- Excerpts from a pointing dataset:
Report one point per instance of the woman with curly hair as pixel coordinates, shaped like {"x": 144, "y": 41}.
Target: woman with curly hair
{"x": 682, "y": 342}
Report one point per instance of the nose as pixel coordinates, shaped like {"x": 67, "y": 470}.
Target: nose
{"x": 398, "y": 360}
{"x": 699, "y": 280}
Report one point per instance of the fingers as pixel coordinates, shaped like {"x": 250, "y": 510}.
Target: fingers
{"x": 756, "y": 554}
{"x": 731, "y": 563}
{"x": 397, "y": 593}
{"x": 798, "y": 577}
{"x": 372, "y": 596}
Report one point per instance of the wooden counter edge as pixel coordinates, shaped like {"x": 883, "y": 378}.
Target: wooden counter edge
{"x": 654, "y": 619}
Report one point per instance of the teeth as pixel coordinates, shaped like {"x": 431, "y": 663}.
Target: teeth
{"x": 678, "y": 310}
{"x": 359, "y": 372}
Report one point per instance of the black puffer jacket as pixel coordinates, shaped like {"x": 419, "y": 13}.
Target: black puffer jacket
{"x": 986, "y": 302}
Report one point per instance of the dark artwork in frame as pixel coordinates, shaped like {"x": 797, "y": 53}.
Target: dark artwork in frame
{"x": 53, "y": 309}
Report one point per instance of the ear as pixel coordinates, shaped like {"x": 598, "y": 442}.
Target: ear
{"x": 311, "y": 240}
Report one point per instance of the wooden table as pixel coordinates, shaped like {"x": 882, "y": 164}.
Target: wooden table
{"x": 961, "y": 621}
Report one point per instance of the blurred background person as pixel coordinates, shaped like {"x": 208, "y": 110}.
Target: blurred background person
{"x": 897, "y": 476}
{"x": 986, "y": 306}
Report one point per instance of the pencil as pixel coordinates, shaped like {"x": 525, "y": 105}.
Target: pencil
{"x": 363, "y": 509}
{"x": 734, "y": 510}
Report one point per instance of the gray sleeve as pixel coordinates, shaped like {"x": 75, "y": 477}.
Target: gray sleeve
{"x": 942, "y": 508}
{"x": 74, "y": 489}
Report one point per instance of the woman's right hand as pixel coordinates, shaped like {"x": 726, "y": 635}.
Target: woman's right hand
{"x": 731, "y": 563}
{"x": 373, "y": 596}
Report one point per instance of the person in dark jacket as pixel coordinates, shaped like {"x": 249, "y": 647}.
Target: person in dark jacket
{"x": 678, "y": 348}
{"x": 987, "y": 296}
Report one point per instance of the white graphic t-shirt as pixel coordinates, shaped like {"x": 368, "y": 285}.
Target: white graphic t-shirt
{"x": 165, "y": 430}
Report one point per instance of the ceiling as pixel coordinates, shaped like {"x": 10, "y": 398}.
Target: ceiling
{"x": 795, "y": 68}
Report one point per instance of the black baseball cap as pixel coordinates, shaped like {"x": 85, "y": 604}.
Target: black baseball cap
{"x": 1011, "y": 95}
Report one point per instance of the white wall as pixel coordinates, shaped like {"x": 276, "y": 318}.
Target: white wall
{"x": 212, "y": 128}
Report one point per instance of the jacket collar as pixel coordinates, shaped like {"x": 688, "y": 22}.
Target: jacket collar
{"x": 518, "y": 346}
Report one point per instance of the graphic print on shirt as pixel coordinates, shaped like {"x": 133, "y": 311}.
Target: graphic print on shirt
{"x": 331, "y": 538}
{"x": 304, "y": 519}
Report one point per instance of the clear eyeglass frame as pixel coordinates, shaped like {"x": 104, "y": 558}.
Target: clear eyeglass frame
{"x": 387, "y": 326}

- Required work: Could you turn the data above, starting at the line containing "Report one point per instance of the person" and ending at the last line, into a JSON list of strings with one string per line and blank lines omitted?

- Response to this task:
[
  "Report one point per instance of the person in dark jacket as pixel coordinates, shaped like {\"x\": 249, \"y\": 647}.",
  "Target: person in dark jacket",
  "{\"x\": 678, \"y\": 348}",
  "{\"x\": 987, \"y\": 296}",
  "Report one point per instance of the white graphic t-shirt as pixel coordinates, shaped like {\"x\": 368, \"y\": 285}.",
  "Target: white graphic t-shirt",
  "{\"x\": 165, \"y\": 430}",
  "Report one point per instance of the ceiling as pixel coordinates, shaped like {\"x\": 10, \"y\": 398}.",
  "Target: ceiling",
  "{\"x\": 795, \"y\": 68}",
  "Report one point per instance of the black baseball cap as pixel coordinates, shaped like {\"x\": 85, \"y\": 604}.",
  "Target: black baseball cap",
  "{\"x\": 1011, \"y\": 95}",
  "Report one point per instance of the white wall as pixel coordinates, shaped like {\"x\": 276, \"y\": 318}.",
  "Target: white wall",
  "{\"x\": 212, \"y\": 128}",
  "Report one point per instance of the jacket collar as pixel coordinates, shaped like {\"x\": 688, \"y\": 22}.",
  "Target: jacket collar",
  "{\"x\": 518, \"y\": 346}",
  "Report one point per instance of the graphic print on shirt as pixel coordinates, shaped like {\"x\": 133, \"y\": 311}.",
  "Target: graphic print on shirt",
  "{\"x\": 331, \"y\": 538}",
  "{\"x\": 304, \"y\": 519}",
  "Report one point per instance of the clear eyeglass frame as pixel coordinates, shaped like {\"x\": 104, \"y\": 558}.",
  "Target: clear eyeglass frame",
  "{\"x\": 387, \"y\": 326}"
]